Count the lines in the records that contain the word "brown", treating uppercase and lowercase as different. Give only the number.

::: Material

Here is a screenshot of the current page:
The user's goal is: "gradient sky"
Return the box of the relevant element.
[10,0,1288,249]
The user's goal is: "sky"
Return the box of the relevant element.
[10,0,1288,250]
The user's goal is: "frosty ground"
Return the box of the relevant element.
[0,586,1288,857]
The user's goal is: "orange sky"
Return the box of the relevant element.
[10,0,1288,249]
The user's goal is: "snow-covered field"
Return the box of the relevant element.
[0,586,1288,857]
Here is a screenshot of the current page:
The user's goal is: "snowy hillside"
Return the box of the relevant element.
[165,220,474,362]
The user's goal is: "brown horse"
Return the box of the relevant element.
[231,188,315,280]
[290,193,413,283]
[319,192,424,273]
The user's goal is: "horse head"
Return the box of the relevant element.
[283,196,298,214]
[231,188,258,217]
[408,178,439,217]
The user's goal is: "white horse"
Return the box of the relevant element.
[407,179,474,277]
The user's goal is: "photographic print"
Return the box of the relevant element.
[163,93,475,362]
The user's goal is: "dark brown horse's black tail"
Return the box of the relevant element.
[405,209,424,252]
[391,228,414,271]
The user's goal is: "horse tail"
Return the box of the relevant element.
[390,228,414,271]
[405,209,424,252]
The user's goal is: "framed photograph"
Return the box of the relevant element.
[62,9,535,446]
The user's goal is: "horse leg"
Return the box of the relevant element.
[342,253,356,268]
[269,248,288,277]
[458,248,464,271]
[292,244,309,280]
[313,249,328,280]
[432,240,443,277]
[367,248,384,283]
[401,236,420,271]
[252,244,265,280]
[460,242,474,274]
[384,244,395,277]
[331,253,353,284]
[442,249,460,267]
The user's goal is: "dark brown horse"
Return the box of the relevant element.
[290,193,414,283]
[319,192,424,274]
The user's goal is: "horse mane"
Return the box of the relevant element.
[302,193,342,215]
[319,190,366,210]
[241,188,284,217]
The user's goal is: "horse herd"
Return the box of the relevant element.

::::::

* **Result of the task**: 3